■ **Directions**
Where an image appears in the data, omit it and reproduce the rest exactly.

★ ★ ★ ★ ★ ★ ★

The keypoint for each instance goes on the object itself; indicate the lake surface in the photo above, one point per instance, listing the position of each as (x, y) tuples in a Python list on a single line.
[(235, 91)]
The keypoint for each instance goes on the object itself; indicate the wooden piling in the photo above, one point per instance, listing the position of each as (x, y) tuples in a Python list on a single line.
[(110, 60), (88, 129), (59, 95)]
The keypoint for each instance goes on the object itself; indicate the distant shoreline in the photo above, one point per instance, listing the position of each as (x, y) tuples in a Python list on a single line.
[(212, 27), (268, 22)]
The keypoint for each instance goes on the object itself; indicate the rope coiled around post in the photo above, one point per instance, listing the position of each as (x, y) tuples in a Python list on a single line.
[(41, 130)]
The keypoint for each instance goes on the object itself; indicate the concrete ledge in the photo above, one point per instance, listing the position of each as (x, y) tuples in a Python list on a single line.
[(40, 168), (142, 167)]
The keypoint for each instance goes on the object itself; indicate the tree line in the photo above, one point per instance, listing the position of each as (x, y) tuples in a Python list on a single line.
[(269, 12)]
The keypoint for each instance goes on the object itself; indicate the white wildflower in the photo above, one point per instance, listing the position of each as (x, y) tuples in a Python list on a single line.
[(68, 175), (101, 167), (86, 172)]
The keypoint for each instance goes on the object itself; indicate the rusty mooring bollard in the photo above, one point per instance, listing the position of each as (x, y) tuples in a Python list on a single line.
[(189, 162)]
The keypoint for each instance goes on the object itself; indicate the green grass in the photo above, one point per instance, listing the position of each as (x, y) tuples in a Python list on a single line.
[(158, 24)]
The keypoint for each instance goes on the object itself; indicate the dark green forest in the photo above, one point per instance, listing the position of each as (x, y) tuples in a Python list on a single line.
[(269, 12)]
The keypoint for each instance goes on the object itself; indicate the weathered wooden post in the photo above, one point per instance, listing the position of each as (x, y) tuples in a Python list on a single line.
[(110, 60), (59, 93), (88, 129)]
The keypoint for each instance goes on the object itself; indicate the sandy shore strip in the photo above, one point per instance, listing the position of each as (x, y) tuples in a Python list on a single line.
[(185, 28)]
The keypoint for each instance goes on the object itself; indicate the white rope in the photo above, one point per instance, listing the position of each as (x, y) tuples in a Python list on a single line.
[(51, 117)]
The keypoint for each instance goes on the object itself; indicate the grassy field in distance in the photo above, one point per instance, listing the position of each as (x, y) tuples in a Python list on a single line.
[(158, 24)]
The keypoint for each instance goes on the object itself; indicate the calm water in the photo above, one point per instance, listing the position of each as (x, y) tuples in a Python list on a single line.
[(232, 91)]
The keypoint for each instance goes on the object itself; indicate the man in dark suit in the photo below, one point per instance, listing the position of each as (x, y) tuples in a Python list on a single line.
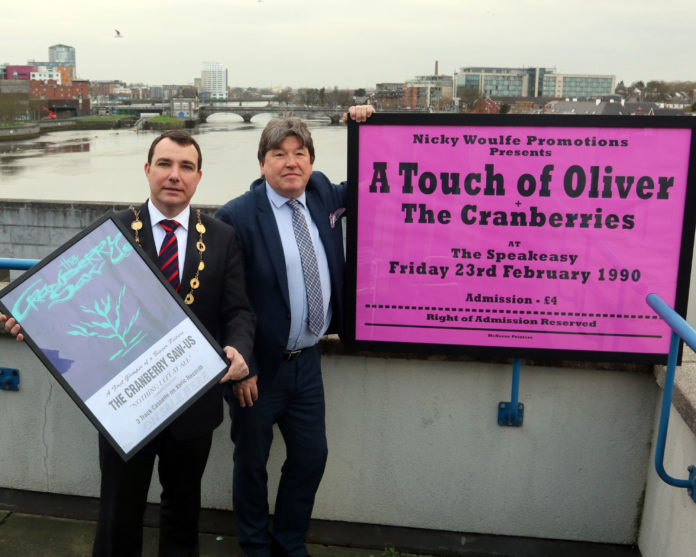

★ ★ ★ ★ ★ ★ ★

■ **Result for this task**
The keypoint for each instance goes on the object itself; indicate the lake surface in the photo above, one point per instance, listing the position of each as (x, y) tuples in a Python list on a single line.
[(235, 91)]
The keypoint for each instance goes on the object itself; indicate the wooden piling in the photo above, one point per instance, listing the position of each as (x, y) tuples in a Python list on a single line.
[(110, 60), (88, 129), (59, 95)]
The keypoint for each instance goes on the object itself; indicate the distant shoreline in the photo above, one point per instance, listing the position of each as (x, y) tuples in a Python list on a single line.
[(212, 27), (268, 22)]
The keypoint for each instance goes on the object itself; indicate the rope coiled around post in the photo above, one point per instance, listing the position of each as (x, y) tuples in a Python list on a single line.
[(41, 130)]
The keypoint for each instance goes on the object itself; indicate the concrete ledge in the photo above, one point per instance, listing the position of each as (x, y) tuples in a Python list on a single line.
[(40, 168), (142, 167)]
The keypoint for each instance goes on the object itself; indicate the tree line in the photo above, one point per instance, listing the position of each as (x, y) tuples in a Python list on a single line.
[(269, 12)]
The keypoint for each instance goes on the object itself; indicate the white wildflower in the photo above, one point per instance, listing the position of each as (x, y) tuples in a Python list on a single line.
[(68, 175), (101, 167), (86, 172)]
The keypoint for each instance goes on the object itself; indicate the rusty mooring bollard in the photo above, one point per instance, listing the position of each as (x, y) tuples in a Python list on a single line.
[(189, 162)]
The keypoint for each instance goes on the object itself; indicate the green grass in the photo above, one point per instance, listing the position of each as (x, y) tuples in a Python list on a single line.
[(158, 24)]
The keypoint for each instance goes on the object itself; indicate the dark green forest in the photo above, one point per instance, listing the position of each as (x, y) tuples in a Python list on a single line.
[(269, 12)]
The keypoint for each instance goes on the object itself; indicate the weathered wooden post in the photo above, one point per instance, listing the position of each as (x, y) tuples in a Python list on a single line.
[(110, 60), (59, 93), (88, 129)]
The keypoint for each instance goes on the object itself; indicate the sandy shore strip in the photo above, one point per instance, listing the position of each as (x, y) tuples in a Python list on a single line.
[(185, 28)]
The keypoint for each instance goes on the object itself; indicate the white rope in the photo above, one point per instance, listing the position of each as (x, y) tuples in a Python list on a single line.
[(51, 117)]
The keypoint for each instance goes on the object itself; indicate the grassy field in distance in the photo above, one point per instance, listing the position of each as (x, y) tuples in a Python list on a single line.
[(158, 24)]
The keypoint for each instance goes on the object itself; indicate the calm water in the photo above, one point per instance, listing the position of each as (x, y) tuples in a Python list on a single line.
[(232, 91)]
The keypoint for each instance goes on the object itself; indicate the man in dark suit in the photo below, one point per instance, listing the position of each as (x, y) tuples in a Python list on a single line.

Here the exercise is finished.